● **Excerpted data**:
■ ■ ■ ■ ■
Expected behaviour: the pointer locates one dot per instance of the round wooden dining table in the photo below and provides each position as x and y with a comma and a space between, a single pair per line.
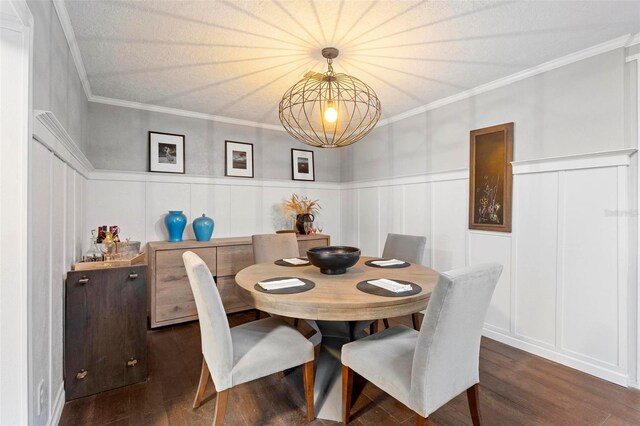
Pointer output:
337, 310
■ ■ ■ ■ ■
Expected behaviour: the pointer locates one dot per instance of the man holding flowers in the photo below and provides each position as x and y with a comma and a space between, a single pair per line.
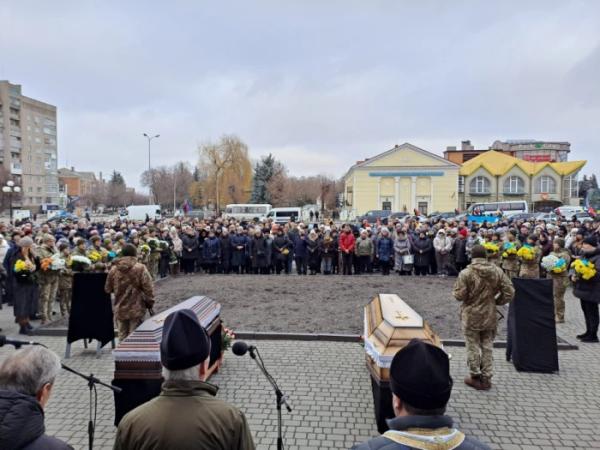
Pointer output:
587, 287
■ ■ ■ ■ ■
● **Task description**: Count the lines in the listing above that contain the string "pair". Case counts. Reply with the number alone.

● **Written response**: 2